Copy each line in the data below that contains the word "swoosh".

Data extracted from a collection
——

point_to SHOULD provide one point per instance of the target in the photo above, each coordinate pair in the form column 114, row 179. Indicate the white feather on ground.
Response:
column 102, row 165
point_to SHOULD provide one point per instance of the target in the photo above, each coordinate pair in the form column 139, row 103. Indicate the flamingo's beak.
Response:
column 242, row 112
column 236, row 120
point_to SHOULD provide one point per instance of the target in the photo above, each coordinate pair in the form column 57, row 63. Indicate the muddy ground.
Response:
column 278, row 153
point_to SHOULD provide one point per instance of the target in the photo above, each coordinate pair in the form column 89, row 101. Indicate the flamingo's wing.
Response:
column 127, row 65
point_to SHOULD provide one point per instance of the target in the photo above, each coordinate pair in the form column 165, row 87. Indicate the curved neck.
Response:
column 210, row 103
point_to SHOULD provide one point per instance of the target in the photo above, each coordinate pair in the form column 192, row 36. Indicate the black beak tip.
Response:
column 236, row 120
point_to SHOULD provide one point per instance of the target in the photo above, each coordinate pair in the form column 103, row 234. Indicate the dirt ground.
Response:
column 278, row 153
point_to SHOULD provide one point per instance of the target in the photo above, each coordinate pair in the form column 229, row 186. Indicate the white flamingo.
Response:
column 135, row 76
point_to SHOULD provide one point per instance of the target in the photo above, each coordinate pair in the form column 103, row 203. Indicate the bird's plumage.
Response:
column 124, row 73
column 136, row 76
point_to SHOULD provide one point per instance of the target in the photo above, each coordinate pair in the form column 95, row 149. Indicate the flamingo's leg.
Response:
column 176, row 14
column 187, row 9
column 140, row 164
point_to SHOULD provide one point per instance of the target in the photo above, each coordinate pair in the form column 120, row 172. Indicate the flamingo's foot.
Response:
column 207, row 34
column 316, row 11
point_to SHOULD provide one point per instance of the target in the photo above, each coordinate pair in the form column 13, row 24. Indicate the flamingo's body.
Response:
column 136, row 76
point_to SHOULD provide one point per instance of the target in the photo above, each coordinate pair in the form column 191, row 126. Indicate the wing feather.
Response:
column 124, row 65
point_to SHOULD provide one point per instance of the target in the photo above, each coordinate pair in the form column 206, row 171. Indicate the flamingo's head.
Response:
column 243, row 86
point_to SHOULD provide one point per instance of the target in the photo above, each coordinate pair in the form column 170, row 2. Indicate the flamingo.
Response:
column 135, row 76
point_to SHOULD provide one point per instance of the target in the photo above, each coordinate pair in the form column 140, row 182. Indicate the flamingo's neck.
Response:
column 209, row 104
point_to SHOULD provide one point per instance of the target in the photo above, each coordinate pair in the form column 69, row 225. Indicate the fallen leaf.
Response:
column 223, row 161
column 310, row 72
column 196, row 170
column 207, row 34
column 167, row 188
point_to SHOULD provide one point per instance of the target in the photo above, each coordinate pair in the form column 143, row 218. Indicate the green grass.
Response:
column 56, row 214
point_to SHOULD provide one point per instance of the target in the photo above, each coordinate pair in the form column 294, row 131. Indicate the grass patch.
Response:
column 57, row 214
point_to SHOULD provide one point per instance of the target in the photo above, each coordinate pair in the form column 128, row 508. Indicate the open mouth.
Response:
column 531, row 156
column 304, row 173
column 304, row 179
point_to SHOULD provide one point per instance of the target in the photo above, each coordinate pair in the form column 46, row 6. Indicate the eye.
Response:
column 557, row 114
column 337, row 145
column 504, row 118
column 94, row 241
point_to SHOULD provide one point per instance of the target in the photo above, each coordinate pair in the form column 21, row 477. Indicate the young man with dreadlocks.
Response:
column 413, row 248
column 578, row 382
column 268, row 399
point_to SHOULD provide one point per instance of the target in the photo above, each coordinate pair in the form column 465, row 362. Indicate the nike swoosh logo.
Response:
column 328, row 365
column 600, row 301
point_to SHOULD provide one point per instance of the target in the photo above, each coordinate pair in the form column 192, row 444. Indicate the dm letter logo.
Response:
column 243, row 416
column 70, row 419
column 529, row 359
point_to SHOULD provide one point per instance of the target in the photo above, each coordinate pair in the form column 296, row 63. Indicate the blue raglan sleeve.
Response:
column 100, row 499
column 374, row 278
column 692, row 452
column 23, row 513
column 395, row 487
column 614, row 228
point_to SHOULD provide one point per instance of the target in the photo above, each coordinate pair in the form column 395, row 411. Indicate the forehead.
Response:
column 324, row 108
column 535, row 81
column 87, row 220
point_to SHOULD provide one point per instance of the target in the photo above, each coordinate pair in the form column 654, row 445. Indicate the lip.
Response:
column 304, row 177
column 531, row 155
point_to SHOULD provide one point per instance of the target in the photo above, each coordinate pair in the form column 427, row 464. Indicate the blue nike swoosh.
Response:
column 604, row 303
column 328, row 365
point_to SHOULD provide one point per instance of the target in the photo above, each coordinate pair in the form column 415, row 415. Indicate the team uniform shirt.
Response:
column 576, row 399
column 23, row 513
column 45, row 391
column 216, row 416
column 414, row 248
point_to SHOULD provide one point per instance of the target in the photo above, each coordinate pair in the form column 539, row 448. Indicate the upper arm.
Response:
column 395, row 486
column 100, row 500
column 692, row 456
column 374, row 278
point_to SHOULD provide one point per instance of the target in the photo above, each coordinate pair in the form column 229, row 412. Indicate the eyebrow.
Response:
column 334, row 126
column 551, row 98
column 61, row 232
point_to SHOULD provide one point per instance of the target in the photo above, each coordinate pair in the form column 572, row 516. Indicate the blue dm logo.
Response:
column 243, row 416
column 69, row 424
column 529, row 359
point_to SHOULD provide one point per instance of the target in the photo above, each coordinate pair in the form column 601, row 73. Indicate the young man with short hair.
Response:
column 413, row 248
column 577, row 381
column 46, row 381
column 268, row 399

——

**Written response**
point_to SHOULD provide one point per instance of the target in the photo above, each coordinate pair in the form column 465, row 362. Indicate the nike swoosh logo.
point_to SHOULD provide one point per instance of the target in the photo above, each coordinate pair in the form column 427, row 464. Indicate the blue nike swoosh.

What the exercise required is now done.